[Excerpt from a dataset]
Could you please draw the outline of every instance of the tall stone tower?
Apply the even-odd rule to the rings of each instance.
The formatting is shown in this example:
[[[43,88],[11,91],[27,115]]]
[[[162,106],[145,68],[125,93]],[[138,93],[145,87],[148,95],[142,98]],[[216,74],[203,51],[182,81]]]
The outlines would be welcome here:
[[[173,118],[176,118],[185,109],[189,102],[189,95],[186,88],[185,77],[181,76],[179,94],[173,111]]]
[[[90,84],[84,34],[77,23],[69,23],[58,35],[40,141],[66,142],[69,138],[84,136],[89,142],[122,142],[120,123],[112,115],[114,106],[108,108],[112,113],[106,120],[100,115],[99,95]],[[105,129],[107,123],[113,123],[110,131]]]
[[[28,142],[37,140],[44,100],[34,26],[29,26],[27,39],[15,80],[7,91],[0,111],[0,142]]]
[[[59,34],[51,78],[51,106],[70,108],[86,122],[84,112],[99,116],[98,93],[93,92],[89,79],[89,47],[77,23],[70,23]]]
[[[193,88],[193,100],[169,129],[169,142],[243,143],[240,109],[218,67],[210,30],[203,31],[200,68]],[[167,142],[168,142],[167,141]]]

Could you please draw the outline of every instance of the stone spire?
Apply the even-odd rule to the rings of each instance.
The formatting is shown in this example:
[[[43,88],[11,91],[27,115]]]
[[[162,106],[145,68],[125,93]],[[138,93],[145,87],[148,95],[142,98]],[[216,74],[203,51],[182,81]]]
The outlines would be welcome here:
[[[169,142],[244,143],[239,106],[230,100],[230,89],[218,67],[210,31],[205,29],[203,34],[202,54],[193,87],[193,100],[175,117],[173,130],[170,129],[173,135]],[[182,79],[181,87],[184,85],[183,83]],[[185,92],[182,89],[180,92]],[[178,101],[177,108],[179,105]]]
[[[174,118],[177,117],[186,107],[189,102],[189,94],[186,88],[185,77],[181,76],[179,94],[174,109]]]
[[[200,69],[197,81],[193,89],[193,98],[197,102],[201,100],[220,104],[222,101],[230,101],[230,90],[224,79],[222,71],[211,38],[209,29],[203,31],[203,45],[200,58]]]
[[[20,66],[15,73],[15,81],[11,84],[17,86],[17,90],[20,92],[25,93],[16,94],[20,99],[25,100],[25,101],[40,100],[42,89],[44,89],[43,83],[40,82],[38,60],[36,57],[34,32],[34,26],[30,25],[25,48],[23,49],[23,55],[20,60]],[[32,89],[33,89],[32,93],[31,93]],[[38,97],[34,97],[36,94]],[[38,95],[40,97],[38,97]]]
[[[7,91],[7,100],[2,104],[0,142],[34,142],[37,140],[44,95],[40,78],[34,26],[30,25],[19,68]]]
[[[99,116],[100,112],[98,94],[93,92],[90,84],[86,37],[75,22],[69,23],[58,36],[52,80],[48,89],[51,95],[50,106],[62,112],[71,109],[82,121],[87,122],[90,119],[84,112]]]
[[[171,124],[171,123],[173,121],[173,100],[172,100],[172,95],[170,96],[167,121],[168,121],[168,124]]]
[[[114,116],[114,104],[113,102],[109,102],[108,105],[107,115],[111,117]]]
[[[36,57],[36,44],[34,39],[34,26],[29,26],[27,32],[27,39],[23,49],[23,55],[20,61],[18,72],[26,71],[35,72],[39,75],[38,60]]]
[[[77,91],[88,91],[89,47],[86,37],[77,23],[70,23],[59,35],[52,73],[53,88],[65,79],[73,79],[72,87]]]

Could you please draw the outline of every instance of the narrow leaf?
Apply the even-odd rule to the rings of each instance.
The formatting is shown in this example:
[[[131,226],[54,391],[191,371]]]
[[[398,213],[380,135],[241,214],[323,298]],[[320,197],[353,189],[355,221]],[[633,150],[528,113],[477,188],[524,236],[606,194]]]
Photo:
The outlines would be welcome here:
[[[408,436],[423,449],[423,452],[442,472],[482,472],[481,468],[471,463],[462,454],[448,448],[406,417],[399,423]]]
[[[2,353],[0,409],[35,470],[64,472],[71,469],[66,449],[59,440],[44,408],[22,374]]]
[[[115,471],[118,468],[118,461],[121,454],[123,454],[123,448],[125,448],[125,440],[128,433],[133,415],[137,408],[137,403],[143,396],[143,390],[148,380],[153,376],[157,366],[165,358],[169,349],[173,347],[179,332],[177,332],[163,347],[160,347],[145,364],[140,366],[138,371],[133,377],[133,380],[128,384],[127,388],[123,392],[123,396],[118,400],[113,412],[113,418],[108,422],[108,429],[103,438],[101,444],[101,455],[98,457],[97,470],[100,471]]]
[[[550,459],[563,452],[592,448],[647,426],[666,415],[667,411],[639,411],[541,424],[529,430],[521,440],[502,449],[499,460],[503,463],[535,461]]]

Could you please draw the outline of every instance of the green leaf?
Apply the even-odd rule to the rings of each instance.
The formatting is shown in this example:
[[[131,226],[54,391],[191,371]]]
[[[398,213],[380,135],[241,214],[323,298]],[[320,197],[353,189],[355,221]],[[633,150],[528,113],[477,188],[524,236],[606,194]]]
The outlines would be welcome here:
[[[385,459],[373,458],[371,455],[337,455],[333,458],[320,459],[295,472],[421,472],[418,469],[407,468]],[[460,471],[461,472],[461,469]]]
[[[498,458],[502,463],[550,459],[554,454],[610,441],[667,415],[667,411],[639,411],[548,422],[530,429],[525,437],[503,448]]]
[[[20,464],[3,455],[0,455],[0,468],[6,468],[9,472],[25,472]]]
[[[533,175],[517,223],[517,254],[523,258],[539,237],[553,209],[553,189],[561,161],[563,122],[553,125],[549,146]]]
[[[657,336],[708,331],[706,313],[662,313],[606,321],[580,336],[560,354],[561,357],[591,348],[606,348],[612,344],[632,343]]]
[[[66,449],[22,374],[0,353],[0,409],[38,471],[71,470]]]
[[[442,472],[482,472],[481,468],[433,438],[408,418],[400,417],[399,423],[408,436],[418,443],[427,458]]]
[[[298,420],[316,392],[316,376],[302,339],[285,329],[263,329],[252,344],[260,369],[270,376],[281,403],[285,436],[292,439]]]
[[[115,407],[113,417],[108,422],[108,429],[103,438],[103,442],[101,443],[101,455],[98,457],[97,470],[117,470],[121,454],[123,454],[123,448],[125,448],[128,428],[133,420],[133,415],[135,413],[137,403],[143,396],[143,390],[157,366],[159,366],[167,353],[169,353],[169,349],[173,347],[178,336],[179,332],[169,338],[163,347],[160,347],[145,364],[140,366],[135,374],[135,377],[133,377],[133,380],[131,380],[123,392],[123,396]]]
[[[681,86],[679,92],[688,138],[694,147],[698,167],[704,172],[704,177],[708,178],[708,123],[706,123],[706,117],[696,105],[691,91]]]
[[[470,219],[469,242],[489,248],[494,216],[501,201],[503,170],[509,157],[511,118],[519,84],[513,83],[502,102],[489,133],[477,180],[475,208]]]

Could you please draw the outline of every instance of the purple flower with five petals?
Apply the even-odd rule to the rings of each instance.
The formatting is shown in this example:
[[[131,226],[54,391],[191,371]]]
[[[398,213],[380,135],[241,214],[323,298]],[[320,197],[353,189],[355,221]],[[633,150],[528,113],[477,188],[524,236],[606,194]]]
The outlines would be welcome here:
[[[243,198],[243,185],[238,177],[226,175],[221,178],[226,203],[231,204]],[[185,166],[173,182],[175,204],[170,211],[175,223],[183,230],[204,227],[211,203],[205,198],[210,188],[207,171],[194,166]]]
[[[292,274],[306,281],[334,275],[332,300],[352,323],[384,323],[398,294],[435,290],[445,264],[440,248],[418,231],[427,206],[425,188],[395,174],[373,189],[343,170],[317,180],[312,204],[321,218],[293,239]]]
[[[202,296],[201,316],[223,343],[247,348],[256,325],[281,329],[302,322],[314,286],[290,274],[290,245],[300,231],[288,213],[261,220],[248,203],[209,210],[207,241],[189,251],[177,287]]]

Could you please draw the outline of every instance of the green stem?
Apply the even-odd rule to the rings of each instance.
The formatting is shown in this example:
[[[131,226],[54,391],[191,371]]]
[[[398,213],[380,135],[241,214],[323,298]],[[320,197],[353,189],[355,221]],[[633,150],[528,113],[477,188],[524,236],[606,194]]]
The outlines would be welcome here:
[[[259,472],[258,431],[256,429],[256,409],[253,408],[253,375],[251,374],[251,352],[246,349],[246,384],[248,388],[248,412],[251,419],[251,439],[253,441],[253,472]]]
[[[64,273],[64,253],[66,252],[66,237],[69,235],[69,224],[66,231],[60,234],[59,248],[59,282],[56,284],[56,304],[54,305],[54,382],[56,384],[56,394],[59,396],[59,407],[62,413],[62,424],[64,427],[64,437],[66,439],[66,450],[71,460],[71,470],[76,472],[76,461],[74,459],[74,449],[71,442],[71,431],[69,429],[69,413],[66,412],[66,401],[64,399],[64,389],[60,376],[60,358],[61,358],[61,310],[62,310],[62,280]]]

→ What you need to do
Rewrite the rows between the line holding "with five petals?" and the end of the rows, inclusive, renaming "welcome" to "appreciated" and leaving everything else unchanged.

→ Task output
Could you please draw the outline of every instance of the purple flower with five petals?
Apply the even-odd rule to the rings of each instance.
The formatting is shown in this example:
[[[131,226],[54,391],[191,371]]]
[[[398,213],[380,135],[241,214],[323,298]],[[320,197],[353,189],[355,221]],[[633,150],[528,113],[477,188],[524,236],[606,194]]]
The outlines would be appreciated here:
[[[243,198],[243,185],[238,177],[226,175],[221,178],[226,203],[231,204]],[[185,166],[173,182],[175,204],[170,211],[175,223],[183,230],[204,227],[211,203],[205,198],[210,188],[207,171],[194,166]]]
[[[292,274],[306,281],[334,275],[332,300],[352,323],[384,323],[398,294],[435,290],[445,264],[440,248],[418,231],[427,206],[425,188],[395,174],[373,189],[343,170],[317,180],[312,204],[321,218],[293,239]]]
[[[202,296],[201,316],[223,343],[247,348],[256,325],[281,329],[302,322],[314,286],[290,274],[290,245],[300,231],[288,213],[261,220],[248,203],[209,210],[207,241],[189,251],[177,287]]]

Could you please draw the outline of every instance of the green stem?
Apply the even-odd rule to the rings of each instance.
The formatting is shown in this example:
[[[131,226],[54,391],[191,371]]]
[[[398,213],[380,135],[241,214],[323,298]],[[320,197],[353,189],[355,221]],[[633,150],[528,113],[477,188],[524,236],[606,194]]]
The outlines would be appreciated here:
[[[259,472],[258,431],[256,429],[256,409],[253,408],[253,375],[251,374],[251,352],[246,349],[246,384],[248,388],[248,412],[251,419],[251,439],[253,441],[253,472]]]
[[[64,273],[64,253],[66,252],[66,237],[69,235],[69,224],[66,231],[60,234],[59,248],[59,282],[56,284],[56,304],[54,305],[54,382],[56,384],[56,394],[59,396],[59,407],[62,413],[62,424],[64,427],[64,437],[66,439],[66,450],[71,460],[71,470],[76,472],[76,461],[74,459],[74,449],[71,442],[71,431],[69,429],[69,413],[66,412],[66,401],[64,399],[64,389],[60,376],[60,358],[61,358],[61,310],[62,310],[62,280]]]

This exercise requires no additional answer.